Record set below:
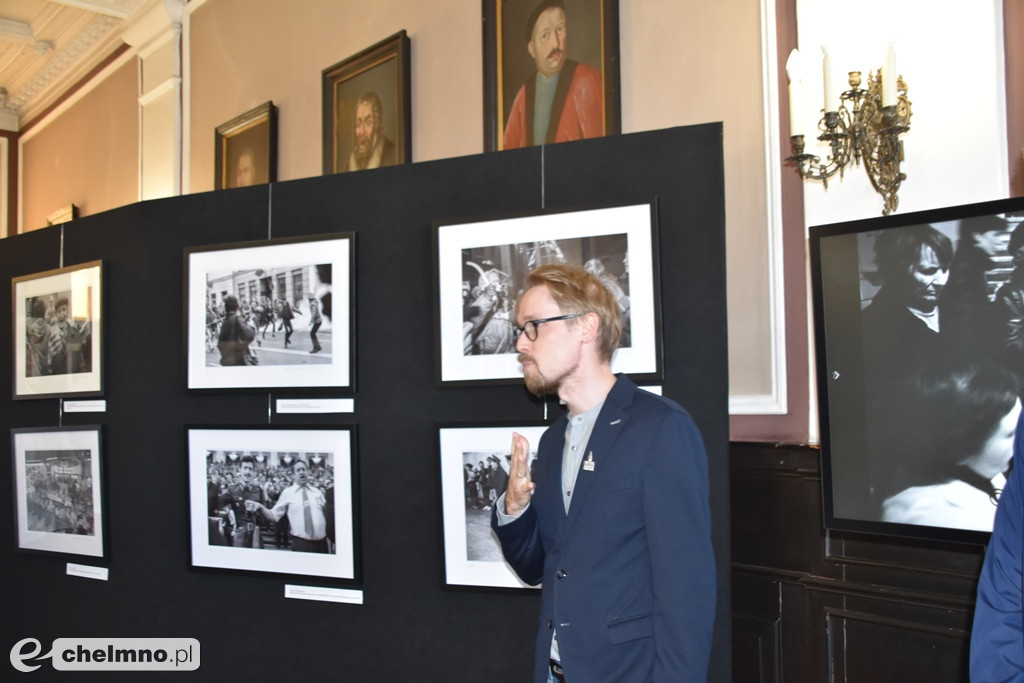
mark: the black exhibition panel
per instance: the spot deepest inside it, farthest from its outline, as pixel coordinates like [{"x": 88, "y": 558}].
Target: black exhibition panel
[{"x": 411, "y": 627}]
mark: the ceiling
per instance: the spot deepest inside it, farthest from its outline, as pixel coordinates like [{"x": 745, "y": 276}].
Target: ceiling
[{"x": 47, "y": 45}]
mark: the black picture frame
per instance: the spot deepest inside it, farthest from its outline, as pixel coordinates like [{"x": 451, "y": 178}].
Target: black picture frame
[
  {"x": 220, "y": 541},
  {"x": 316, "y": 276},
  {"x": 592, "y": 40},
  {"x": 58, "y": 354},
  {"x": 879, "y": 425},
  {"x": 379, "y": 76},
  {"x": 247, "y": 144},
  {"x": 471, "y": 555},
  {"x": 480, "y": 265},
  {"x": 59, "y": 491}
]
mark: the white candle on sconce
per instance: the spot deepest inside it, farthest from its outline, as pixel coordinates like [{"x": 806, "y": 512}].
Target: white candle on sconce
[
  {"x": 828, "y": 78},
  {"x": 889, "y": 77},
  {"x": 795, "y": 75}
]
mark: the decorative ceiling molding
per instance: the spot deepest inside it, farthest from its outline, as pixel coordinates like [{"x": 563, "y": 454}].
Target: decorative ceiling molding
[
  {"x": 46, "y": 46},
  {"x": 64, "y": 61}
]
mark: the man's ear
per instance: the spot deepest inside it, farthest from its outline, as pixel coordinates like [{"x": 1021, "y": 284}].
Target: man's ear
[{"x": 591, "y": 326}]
End of Record set.
Record set below:
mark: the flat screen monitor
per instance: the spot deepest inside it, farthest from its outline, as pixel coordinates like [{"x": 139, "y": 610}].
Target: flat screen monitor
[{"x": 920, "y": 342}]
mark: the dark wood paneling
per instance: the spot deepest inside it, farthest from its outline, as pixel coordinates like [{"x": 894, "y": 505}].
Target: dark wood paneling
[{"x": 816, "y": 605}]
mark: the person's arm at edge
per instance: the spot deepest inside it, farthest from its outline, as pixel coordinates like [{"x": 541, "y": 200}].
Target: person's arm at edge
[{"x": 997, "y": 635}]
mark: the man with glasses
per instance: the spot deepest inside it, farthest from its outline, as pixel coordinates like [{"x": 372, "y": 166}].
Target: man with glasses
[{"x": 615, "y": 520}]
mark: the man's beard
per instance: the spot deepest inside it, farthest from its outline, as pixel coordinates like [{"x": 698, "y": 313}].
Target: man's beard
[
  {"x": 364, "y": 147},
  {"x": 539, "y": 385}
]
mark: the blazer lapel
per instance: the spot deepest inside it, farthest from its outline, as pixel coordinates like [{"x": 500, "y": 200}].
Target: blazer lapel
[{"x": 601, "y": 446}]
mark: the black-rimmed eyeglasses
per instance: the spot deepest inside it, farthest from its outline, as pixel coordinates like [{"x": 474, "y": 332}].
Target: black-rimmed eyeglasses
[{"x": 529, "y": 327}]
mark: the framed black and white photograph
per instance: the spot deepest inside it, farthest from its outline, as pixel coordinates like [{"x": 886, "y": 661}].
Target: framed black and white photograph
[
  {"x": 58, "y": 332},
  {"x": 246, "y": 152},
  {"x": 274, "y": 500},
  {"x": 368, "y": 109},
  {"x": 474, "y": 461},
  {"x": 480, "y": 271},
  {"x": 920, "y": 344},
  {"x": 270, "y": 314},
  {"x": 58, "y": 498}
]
End of Record set.
| Exercise goal |
Give back exactly the lines above starting at the line where "mark: the black exhibition panel" appears and ending at the line where "mark: the decorative ceiling molding" appears, both included, with no other lines.

| Solution to this task |
mark: the black exhibition panel
per instance: the spot deepest inside it, farthest from its outline, as pixel coordinates like [{"x": 88, "y": 558}].
Target: black exhibition panel
[{"x": 411, "y": 627}]
mark: the ceiling
per instance: the spot deepest inside it, farthest from its outline, as pixel coordinates like [{"x": 745, "y": 276}].
Target: ceiling
[{"x": 47, "y": 45}]
mark: the black picture frame
per instance: the spot deepest inside it, farthest from its outline, as pixel coordinates like [{"x": 451, "y": 178}].
Target: black picture frame
[
  {"x": 220, "y": 541},
  {"x": 316, "y": 276},
  {"x": 592, "y": 40},
  {"x": 58, "y": 354},
  {"x": 879, "y": 425},
  {"x": 379, "y": 76},
  {"x": 247, "y": 144},
  {"x": 471, "y": 555},
  {"x": 480, "y": 265},
  {"x": 59, "y": 491}
]
mark: the white candle on sconce
per instance: the spot deepest inside it, farthest from its outline, as pixel coordinates like [{"x": 806, "y": 512}].
Target: white candle on sconce
[
  {"x": 828, "y": 78},
  {"x": 889, "y": 77},
  {"x": 795, "y": 75}
]
mark: the decorative ceiling molding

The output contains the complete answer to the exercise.